Work required -
Count the lines in the records below that contain the word "blue", where case counts. Reply with the number alone.

[Start of Supplied material]

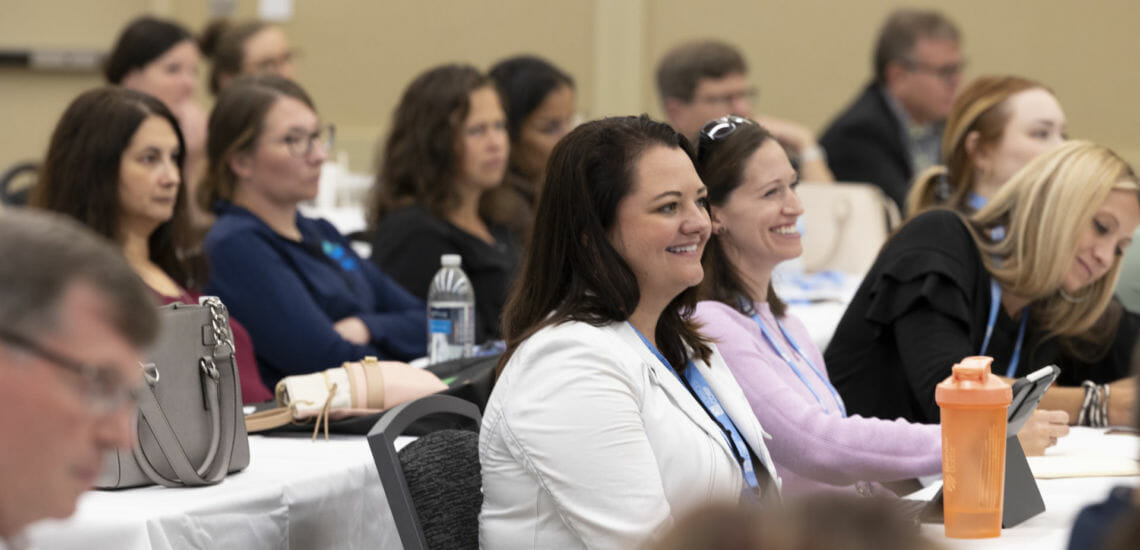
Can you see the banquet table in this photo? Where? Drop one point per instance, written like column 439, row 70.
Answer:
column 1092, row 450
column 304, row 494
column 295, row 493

[End of Supplied material]
[Start of Supplied material]

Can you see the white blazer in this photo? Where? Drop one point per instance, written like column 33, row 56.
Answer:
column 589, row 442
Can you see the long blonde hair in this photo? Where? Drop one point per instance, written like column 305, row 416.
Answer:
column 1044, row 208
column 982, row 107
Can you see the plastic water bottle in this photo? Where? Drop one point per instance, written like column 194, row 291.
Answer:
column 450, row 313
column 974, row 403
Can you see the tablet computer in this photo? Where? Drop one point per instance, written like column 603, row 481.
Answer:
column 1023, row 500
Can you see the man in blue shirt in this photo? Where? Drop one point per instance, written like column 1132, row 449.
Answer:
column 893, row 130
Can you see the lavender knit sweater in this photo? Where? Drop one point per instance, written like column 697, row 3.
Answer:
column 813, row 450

[End of Supplied material]
[Start of Supplied material]

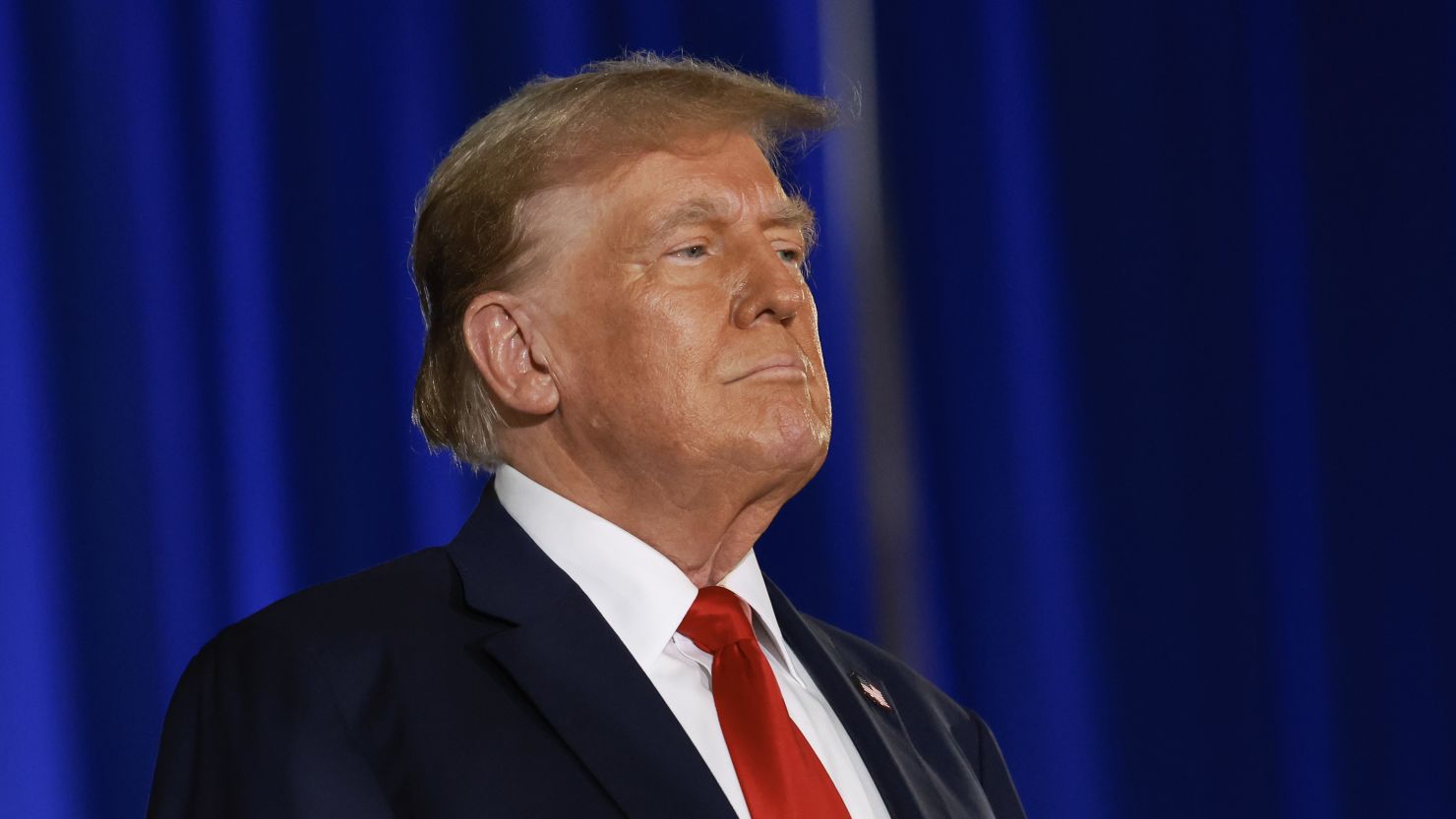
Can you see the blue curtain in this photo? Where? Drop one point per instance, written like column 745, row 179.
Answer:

[End of Supplied material]

Exercise output -
2